Every record below should be printed exactly as given.

### Data for this exercise

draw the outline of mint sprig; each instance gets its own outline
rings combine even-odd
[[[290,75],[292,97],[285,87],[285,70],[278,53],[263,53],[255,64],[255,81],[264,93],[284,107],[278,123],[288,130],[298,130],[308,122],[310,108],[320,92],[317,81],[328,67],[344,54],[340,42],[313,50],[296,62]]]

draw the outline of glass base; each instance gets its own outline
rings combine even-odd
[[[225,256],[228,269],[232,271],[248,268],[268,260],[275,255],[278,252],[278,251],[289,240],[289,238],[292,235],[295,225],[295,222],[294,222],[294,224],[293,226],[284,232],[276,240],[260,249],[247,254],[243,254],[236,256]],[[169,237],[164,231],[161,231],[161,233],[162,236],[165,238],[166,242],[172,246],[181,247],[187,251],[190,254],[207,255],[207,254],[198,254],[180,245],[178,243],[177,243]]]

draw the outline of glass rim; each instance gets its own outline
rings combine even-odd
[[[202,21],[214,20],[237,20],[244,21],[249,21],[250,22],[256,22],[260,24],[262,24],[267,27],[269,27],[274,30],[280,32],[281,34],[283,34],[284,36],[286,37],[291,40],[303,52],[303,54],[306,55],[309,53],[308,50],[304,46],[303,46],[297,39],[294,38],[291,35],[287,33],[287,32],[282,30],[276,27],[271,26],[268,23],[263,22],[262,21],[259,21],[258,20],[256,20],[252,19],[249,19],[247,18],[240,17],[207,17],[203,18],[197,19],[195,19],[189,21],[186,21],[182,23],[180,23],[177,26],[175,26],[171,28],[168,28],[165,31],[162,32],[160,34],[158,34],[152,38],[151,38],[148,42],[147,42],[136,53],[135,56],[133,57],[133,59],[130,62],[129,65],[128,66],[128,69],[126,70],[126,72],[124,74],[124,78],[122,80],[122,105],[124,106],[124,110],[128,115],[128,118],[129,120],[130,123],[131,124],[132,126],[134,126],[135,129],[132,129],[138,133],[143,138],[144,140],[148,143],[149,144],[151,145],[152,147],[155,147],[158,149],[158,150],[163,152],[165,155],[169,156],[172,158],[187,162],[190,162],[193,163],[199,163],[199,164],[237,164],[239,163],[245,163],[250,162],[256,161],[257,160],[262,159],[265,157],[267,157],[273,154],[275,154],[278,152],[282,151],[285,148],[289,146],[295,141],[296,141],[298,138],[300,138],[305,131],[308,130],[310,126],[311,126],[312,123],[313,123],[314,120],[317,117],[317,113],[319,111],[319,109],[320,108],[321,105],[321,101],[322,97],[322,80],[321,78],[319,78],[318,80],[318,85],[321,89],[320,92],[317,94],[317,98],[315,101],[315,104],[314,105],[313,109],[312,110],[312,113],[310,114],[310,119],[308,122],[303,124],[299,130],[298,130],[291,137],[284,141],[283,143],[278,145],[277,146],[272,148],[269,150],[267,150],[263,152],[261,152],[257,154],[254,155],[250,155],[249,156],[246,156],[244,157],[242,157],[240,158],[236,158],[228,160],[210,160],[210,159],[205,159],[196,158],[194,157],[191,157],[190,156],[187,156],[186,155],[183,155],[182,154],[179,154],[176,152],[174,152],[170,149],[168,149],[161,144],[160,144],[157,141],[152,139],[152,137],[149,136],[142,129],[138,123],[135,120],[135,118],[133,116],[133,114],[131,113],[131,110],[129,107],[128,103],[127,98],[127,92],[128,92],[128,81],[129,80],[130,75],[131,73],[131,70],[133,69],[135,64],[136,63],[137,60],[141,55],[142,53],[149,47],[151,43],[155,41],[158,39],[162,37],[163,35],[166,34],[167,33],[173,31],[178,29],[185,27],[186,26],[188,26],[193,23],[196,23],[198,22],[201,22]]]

######

### Finished exercise:
draw the outline of mint sprig; each instance gets its own outline
rings combine even-odd
[[[290,75],[292,97],[285,87],[285,70],[278,53],[263,53],[255,64],[255,81],[264,93],[284,107],[278,123],[288,130],[298,130],[308,122],[310,108],[320,92],[317,81],[328,67],[344,54],[340,42],[313,50],[296,62]]]

draw the outline of glass base; each instance gets its own outline
rings combine even-odd
[[[225,256],[228,269],[232,271],[248,268],[268,260],[275,255],[278,252],[278,251],[289,240],[289,238],[292,235],[295,225],[295,222],[294,222],[294,224],[293,226],[284,232],[276,240],[260,249],[247,254],[243,254],[236,256]],[[169,237],[164,231],[161,231],[161,233],[162,236],[165,238],[166,242],[172,246],[181,247],[187,251],[190,254],[207,255],[207,254],[198,254],[180,245],[178,243],[177,243]]]

draw the outline of glass rim; each instance gets its own outline
rings combine even-odd
[[[202,21],[214,20],[237,20],[244,21],[249,21],[250,22],[256,22],[260,24],[262,24],[267,27],[269,27],[274,30],[280,32],[281,34],[283,34],[284,36],[286,37],[291,40],[303,52],[303,54],[306,55],[309,53],[308,50],[304,46],[303,46],[297,39],[294,38],[291,35],[287,33],[287,32],[282,30],[276,27],[271,26],[268,23],[263,22],[262,21],[259,21],[258,20],[256,20],[252,19],[249,19],[247,18],[240,17],[207,17],[203,18],[197,19],[195,19],[189,21],[186,21],[182,23],[180,23],[177,26],[175,26],[171,28],[168,28],[165,31],[162,32],[160,34],[158,34],[152,38],[151,38],[148,42],[147,42],[136,53],[135,56],[133,57],[133,59],[130,62],[129,65],[128,66],[128,69],[126,70],[126,72],[124,74],[124,78],[122,80],[122,105],[124,106],[124,110],[128,115],[128,118],[129,120],[130,123],[131,124],[132,126],[134,126],[135,129],[132,129],[138,133],[143,138],[144,140],[148,143],[149,144],[151,145],[152,147],[155,147],[158,149],[158,150],[163,152],[165,155],[169,156],[172,158],[187,162],[190,162],[193,163],[199,163],[199,164],[237,164],[239,163],[245,163],[250,162],[256,161],[257,160],[262,159],[265,157],[267,157],[273,154],[275,154],[278,152],[282,151],[285,148],[289,146],[295,141],[296,141],[298,138],[300,138],[305,131],[308,130],[310,126],[311,126],[312,123],[313,123],[314,120],[317,117],[317,113],[319,111],[319,109],[320,108],[321,105],[321,101],[322,97],[322,80],[321,78],[319,78],[318,80],[318,85],[321,89],[320,92],[317,94],[317,98],[315,101],[315,104],[314,105],[313,109],[312,110],[312,113],[310,114],[310,119],[308,122],[303,124],[299,130],[298,130],[291,137],[284,141],[283,143],[278,145],[277,146],[272,148],[269,150],[267,150],[263,152],[261,152],[257,154],[254,155],[250,155],[249,156],[246,156],[244,157],[242,157],[240,158],[236,158],[228,160],[210,160],[210,159],[205,159],[196,158],[194,157],[191,157],[190,156],[187,156],[186,155],[183,155],[182,154],[179,154],[176,152],[174,152],[170,149],[168,149],[161,144],[160,144],[157,141],[152,139],[152,137],[149,136],[142,129],[138,123],[135,120],[135,118],[133,116],[133,114],[131,113],[131,110],[129,107],[128,103],[127,98],[127,92],[128,92],[128,81],[129,80],[130,75],[131,73],[131,70],[133,69],[135,64],[136,63],[137,60],[141,55],[142,53],[149,47],[151,43],[155,41],[158,39],[162,37],[163,35],[166,34],[167,33],[173,31],[178,29],[185,27],[186,26],[188,26],[193,23],[196,23],[198,22],[201,22]]]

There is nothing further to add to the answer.